Texto fornecido
┄┄┄┄┄┄┄┄┄┄

Reflexão sobre xenofobia na Africa do Sul

 Reflexão sobre xenofobia na Africa do Sul

A informação que tem sido veiculada dando conta de os imigrantes africanos serem a causa dos problemas socioeconómicos, com destaque para a eclosão da xenofobia, na vizinha África do Sul, tende a perder credibilidade, com novos estudos a atribuírem culpa à alegada má governação e corrupção, nas instituições públicas do país.

A agência noticiosa Lusa faz menção à uma pesquisa conduzida pelo Institute of Security Studies of South Africa (ISS), que indica que “muitos políticos, funcionários públicos e outros dirigentes sul-africanos fazem regularmente declarações anti-imigrantes que alimentam a xenofobia”.

É de referir, no entanto, que a primeira onda deste surto começou em Abril de 2008. Desde então, passou a ser recorrente para grupos de sul-africanos saírem à rua e protagonizarem assaltos violentos contra imigrantes africanos, por estes usurparem as suas oportunidades.

No entanto, olhando para o idealizado futuro crescimento socioeconómico sul-africano, o mesmo já parece não ser tão auspicioso como se previa logo após a abolição do apartheid, em 1994.

Por exemplo, o desemprego, a pobreza e a falta de oportunidades tornaram-se grandes problemas para o país.

Em vista disso e, como se costuma dizer que “em casa onde não há pão, toda a gente ralha e ninguém tem razão”, quadrantes da vida, com destaque para os desfavorecidos, acham que a melhor solução é recorrem a assaltos contra africanos de outras partes da África.    

No seu livro When Mandela Goes, the Coming of South Africa’s Second Revolution (1997), o jornalista sul-africano, Lester Venter, cita Manfred Woehlcke, pesquisador do Instituto Alemão para Assuntos Políticos e Económicos, diz que quando o milénio terminar, haverá em todo o mundo, cerca de seis biliões de pessoas, das quais um bilião será de ricos, um outro bilião estará entre os ricos e pobres, um outro bilião integrará os pobres e os restantes três biliões compreenderão os desesperadamente pobres.

┄┄┄┄┄┄┄┄┄┄

Informação apresentada

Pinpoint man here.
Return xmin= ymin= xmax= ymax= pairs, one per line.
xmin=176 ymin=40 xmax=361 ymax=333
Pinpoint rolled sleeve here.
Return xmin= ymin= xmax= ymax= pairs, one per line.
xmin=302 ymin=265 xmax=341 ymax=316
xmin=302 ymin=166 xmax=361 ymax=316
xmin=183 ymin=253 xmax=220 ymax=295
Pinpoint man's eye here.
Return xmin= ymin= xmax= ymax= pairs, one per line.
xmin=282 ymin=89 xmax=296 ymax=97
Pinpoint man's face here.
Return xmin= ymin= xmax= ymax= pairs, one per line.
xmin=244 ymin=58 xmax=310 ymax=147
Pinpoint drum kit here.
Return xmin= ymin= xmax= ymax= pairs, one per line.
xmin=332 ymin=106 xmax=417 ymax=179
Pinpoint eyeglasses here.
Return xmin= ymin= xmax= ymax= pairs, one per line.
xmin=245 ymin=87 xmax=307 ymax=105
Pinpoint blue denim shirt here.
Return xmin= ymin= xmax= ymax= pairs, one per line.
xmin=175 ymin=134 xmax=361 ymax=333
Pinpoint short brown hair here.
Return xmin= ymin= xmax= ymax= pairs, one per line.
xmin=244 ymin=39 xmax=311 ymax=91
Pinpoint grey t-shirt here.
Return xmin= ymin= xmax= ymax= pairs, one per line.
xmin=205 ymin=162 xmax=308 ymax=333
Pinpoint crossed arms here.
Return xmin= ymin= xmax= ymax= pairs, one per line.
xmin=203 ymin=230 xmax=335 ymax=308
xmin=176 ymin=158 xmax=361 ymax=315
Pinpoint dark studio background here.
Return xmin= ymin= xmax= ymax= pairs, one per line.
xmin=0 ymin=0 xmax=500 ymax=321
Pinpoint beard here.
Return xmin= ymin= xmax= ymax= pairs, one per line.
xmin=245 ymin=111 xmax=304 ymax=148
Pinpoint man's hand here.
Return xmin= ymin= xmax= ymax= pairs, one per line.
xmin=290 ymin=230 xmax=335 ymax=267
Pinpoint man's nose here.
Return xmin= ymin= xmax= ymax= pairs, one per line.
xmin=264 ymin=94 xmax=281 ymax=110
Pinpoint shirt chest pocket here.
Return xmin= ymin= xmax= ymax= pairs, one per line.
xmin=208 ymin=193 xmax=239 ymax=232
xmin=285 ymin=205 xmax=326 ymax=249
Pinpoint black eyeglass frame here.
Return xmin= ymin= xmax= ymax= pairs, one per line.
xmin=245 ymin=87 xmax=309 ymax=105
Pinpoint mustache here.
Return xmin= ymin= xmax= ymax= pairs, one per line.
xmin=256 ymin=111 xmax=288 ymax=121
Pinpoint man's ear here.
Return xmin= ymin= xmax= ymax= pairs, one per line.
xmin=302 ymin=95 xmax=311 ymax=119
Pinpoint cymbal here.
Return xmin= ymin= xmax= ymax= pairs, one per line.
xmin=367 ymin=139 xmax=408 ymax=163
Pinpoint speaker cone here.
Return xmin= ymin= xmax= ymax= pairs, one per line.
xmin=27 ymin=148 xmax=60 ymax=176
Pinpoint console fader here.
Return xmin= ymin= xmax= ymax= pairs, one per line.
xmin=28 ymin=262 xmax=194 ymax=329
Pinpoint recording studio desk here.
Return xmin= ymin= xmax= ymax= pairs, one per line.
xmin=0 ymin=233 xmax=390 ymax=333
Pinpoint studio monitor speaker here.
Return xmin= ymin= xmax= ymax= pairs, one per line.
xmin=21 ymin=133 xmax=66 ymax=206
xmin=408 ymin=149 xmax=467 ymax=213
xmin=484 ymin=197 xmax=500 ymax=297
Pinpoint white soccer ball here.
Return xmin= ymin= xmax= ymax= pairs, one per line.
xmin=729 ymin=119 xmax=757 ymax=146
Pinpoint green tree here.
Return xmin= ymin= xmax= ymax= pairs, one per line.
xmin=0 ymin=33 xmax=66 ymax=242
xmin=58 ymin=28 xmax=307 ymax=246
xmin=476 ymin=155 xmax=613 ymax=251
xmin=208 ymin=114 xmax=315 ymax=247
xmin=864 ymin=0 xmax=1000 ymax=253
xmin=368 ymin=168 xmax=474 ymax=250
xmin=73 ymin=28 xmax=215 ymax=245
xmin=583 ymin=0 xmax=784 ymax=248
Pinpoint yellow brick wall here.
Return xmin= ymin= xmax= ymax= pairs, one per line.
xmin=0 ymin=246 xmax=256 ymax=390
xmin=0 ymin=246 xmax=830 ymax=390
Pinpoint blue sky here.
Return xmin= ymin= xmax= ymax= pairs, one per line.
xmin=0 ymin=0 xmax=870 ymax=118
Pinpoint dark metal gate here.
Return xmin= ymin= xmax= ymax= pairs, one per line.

┄┄┄┄┄┄┄┄┄┄

Objetivo da tarefa
Copie, do texto sobre a xenofobia na África do Sul, o trecho entre "No entanto, olhando" e "partes da África.", inclusive.

Resposta à tarefa
No entanto, olhando para o idealizado futuro crescimento socioeconómico sul-africano, o mesmo já parece não ser tão auspicioso como se previa logo após a abolição do apartheid, em 1994.

Por exemplo, o desemprego, a pobreza e a falta de oportunidades tornaram-se grandes problemas para o país.

Em vista disso e, como se costuma dizer que “em casa onde não há pão, toda a gente ralha e ninguém tem razão”, quadrantes da vida, com destaque para os desfavorecidos, acham que a melhor solução é recorrem a assaltos contra africanos de outras partes da África.